EXTRACT PROVIDED:

=== Section Start ===

Because filing your taxes can generate a lot of questions and stress, POZ got five terrific tax tips from Ishmael Alejo, lead tax researcher at Solutions for Progress—a company that helps low- to moderate-income people. Follow his advice, and the dreaded deadline may come and go, minus the drama. Even better: You may even find some extra dollars added to your refund check.

1. Don't wait until the last minute. Don't start your taxes on April 14—especially if you're not sure what you're doing. By planning ahead, you give yourself enough time to answer questions, find hidden deductions, obtain the correct forms and get a professional opinion or help, if you need it.

2. Know which types of income are taxed. If you were laid off and received unemployment, that income is taxed and you must file a return. But Supplemental Security Income (SSI) is not taxable, so you don't need to file. And Social Security Disability Income (SSDI) is not taxable if that's your only source of income.

=== Section End ===

DATASET ENTRIES:
=== Section Start ===

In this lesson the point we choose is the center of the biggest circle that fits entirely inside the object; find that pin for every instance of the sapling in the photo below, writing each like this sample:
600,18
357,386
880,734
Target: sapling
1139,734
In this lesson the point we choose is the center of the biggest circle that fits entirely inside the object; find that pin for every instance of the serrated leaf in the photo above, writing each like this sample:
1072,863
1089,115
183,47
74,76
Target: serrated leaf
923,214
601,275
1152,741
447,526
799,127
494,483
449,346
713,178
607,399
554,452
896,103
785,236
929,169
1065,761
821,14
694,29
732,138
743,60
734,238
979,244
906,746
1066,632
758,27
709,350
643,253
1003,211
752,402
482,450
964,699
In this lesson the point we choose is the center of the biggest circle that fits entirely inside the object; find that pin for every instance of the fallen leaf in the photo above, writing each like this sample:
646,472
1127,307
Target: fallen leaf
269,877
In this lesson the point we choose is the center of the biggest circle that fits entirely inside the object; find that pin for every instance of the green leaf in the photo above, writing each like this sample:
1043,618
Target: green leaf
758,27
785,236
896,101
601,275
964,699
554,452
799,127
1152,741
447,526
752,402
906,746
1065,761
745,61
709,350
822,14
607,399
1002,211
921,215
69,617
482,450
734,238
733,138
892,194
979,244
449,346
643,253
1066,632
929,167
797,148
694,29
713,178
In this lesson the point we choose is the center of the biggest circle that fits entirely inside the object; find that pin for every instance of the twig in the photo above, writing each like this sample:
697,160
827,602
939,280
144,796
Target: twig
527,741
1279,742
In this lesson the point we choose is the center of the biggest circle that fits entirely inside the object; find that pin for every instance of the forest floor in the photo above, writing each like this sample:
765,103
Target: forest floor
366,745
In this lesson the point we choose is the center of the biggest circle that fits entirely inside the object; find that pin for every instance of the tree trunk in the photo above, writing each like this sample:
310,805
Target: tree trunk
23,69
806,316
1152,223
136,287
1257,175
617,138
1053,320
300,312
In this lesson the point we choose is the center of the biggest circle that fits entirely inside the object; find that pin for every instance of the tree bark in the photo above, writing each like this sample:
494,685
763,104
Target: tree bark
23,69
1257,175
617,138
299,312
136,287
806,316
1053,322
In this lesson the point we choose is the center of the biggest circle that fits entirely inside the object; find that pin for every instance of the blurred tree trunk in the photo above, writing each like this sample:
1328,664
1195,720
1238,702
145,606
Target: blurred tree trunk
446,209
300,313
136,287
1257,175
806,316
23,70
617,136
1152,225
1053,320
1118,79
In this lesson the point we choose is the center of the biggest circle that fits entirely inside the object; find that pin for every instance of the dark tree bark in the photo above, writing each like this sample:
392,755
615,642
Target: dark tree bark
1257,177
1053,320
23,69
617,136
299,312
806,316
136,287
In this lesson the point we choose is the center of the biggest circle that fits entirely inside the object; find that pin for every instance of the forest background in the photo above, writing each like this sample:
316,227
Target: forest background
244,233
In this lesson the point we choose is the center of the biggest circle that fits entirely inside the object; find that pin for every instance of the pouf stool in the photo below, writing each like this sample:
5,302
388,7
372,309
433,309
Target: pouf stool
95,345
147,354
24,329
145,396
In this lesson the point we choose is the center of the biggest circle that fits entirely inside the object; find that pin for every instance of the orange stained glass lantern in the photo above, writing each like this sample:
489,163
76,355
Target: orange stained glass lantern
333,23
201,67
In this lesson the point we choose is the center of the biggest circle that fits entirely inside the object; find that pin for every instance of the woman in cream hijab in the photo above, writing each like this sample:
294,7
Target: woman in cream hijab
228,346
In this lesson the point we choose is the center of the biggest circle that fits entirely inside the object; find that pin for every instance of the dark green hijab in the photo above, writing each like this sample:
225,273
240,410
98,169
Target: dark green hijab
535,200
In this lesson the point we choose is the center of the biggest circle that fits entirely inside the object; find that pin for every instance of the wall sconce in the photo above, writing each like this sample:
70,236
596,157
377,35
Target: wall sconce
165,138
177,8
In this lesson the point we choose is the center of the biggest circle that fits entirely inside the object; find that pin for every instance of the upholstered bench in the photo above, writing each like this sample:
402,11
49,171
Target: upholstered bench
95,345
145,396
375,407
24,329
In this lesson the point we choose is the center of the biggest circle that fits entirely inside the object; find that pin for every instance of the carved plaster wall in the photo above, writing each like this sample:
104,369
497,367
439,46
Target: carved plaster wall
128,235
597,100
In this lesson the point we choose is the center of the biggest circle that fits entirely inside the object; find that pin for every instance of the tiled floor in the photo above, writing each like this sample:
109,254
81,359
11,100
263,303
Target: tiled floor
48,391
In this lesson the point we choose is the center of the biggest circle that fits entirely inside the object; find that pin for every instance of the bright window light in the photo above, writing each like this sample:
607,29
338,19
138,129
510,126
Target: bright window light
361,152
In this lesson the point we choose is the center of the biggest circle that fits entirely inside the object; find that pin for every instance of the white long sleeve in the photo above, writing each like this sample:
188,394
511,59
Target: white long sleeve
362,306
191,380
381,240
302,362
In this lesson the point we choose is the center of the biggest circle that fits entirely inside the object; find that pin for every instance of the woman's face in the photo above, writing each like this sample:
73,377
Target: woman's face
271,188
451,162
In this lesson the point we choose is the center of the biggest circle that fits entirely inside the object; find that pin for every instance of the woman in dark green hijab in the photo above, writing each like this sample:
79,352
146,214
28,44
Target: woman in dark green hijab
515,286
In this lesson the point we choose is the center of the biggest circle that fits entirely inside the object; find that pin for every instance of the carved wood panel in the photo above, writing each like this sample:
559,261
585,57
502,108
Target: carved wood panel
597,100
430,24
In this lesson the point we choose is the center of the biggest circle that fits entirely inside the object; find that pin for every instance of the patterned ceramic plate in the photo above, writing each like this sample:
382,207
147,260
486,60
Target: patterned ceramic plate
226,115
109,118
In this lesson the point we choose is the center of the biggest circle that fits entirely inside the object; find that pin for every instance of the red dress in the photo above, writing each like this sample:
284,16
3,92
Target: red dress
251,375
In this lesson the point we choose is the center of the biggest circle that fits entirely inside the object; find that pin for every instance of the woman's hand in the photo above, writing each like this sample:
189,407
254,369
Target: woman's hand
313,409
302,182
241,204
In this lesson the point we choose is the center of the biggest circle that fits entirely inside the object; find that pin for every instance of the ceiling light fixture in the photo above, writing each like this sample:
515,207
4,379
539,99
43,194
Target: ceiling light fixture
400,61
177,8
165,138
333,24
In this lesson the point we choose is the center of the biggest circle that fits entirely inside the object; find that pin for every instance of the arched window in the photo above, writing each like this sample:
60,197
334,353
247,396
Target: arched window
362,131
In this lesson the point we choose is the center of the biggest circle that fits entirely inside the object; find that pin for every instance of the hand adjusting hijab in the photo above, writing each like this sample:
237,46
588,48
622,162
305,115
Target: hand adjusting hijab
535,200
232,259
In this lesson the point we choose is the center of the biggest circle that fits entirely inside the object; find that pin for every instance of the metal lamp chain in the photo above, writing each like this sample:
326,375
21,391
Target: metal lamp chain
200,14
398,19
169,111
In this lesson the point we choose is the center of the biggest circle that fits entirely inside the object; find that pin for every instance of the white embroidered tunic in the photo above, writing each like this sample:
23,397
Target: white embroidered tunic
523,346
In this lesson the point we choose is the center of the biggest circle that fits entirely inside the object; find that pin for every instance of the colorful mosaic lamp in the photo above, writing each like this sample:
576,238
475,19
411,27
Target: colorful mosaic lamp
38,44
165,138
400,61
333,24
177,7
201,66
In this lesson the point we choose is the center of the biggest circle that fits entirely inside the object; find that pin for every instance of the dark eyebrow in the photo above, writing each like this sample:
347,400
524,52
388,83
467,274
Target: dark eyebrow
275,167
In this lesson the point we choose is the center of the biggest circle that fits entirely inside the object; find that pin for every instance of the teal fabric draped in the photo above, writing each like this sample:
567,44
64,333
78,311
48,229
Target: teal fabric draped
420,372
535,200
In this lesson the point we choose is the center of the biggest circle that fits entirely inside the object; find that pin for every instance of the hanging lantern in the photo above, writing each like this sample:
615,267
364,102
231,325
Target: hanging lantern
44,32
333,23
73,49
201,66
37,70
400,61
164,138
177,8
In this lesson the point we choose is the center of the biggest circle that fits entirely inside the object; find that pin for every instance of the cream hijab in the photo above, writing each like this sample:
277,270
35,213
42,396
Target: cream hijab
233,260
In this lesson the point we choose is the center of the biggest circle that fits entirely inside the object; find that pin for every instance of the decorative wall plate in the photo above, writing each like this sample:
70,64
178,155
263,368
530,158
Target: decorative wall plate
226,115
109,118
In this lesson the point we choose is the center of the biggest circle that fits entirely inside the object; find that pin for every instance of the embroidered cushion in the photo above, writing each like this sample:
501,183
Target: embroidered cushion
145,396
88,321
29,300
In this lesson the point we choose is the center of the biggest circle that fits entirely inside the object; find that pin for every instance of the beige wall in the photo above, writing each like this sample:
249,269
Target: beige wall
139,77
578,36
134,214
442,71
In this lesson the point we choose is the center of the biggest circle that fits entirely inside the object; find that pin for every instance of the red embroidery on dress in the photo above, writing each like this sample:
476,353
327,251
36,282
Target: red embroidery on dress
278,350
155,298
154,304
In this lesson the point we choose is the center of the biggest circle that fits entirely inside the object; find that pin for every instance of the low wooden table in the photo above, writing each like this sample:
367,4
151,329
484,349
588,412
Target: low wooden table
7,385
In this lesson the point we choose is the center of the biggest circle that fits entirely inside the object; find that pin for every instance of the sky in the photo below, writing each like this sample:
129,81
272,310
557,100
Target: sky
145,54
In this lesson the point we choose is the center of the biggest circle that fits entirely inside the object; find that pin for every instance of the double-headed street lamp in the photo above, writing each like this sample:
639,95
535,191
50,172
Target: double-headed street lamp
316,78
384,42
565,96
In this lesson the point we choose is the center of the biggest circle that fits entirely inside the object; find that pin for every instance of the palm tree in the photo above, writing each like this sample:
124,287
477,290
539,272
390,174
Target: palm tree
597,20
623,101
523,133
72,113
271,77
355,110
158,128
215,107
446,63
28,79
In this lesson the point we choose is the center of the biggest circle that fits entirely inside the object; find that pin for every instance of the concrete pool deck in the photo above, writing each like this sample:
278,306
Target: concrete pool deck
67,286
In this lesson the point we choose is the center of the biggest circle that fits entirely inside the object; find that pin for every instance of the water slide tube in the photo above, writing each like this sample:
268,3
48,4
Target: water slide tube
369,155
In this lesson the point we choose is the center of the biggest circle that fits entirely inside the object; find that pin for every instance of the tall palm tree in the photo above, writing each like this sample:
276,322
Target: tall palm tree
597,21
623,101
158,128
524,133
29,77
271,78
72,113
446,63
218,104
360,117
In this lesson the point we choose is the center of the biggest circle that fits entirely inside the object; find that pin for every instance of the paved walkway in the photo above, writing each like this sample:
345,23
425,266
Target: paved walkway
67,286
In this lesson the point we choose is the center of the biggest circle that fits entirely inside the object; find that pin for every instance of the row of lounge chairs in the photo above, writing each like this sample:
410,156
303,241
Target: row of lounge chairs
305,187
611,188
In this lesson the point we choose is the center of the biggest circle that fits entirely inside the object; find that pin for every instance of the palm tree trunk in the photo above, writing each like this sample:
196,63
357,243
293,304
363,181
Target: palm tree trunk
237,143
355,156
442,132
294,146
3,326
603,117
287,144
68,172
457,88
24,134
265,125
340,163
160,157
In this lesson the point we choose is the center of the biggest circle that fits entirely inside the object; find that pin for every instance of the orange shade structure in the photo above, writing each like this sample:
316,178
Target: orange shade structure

=== Section End ===

DIRECTIONS:
A) In the tax tips, what does Ishmael Alejo say about whether Supplemental Security Income (SSI) is taxed?
B) Write the next part of the tax tips text, picking up after its final sentence.

ANSWERS IN ORDER:
A) SSI is not taxable, so you don't need to file.

B)
“Individuals who receive other income with SSDI may have their benefits partially taxed depending on if the total income is more than $25,000 if filing alone and $32,000 if filing jointly,” Alejo says. Make sure you obtain the SSA-1099 form from your local Social Security Administration office if this pertains to you

3. Deduct your medical expenses. Medical costs greater than 7.5 percent of your annual adjusted gross income are deductible—you must itemize these deductions and prove you paid for them. This includes money spent on prescription drugs, lab fees, alternative therapies (such as acupuncture), transportation to and from a health care facility and health insurance premiums. Contact your health insurance provider for details

4. File no matter what. Don't let confusion or panic stop you—there are serious consequences, especially if you owe money. “A taxpayer who fails to file a tax return is subject to a penalty of 5 percent of the tax due for each month or part of a month that the return is not filed,” Alejo warns. Not to mention, the IRS adds on steep interest rates and can eventually garnish your wages if you don't file

5. Remember, you have options. If you cannot pay your federal, state and/or city taxes in full, contact the Internal Revenue Service (IRS) and speak with someone about creating a payment plan. Also, if you cannot meet the April 15 deadline, request an extension—it gives you until October to file.


Can't afford a professional accountant? If your annual income is $40,000 or less, an IRS tax preparer can assist you with filing. Best of all: It's free! And remember: Keep all your receipts for proof of purchases.